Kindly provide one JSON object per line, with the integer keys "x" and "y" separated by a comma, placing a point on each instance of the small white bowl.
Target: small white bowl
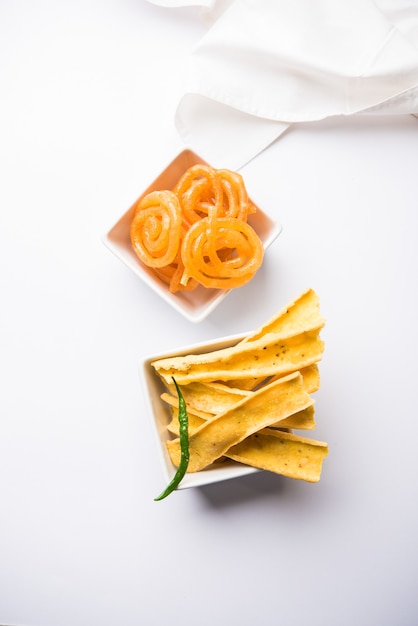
{"x": 194, "y": 305}
{"x": 160, "y": 416}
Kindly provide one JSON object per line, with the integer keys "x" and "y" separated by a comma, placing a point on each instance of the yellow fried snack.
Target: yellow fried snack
{"x": 268, "y": 405}
{"x": 302, "y": 420}
{"x": 282, "y": 453}
{"x": 268, "y": 356}
{"x": 242, "y": 401}
{"x": 209, "y": 397}
{"x": 300, "y": 315}
{"x": 311, "y": 381}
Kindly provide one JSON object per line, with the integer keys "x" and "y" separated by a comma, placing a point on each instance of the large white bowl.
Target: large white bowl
{"x": 194, "y": 305}
{"x": 159, "y": 414}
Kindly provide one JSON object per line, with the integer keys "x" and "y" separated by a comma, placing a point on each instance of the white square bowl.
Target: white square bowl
{"x": 160, "y": 416}
{"x": 195, "y": 305}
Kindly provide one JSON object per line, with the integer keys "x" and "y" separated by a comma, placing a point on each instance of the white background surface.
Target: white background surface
{"x": 88, "y": 93}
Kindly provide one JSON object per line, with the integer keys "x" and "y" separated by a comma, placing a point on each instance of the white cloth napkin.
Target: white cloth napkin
{"x": 266, "y": 64}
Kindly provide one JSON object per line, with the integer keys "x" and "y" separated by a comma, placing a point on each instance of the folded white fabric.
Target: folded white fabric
{"x": 266, "y": 64}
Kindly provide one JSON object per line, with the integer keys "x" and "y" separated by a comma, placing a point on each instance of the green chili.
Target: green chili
{"x": 184, "y": 446}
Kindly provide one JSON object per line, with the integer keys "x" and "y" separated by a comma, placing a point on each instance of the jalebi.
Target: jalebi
{"x": 156, "y": 228}
{"x": 198, "y": 232}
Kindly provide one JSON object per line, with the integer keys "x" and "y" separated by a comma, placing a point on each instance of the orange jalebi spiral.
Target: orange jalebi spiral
{"x": 156, "y": 228}
{"x": 198, "y": 233}
{"x": 222, "y": 253}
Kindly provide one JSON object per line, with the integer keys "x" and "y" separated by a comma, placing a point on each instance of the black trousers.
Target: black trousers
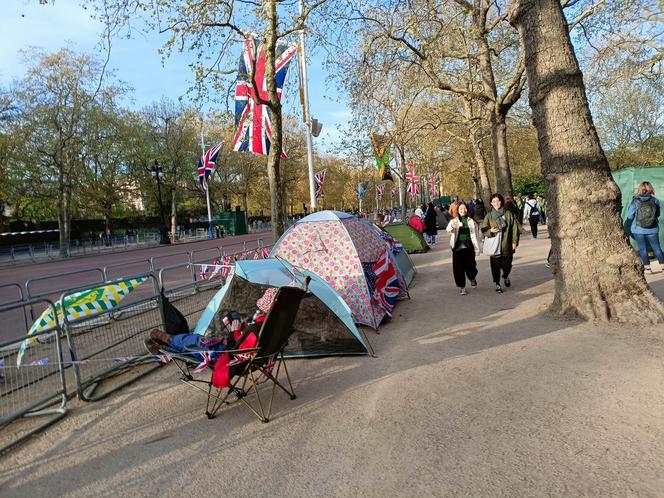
______
» **What you need to do**
Count the lines in the items above that contain the word "folded". Reply with the number only.

» **Exercise solution**
2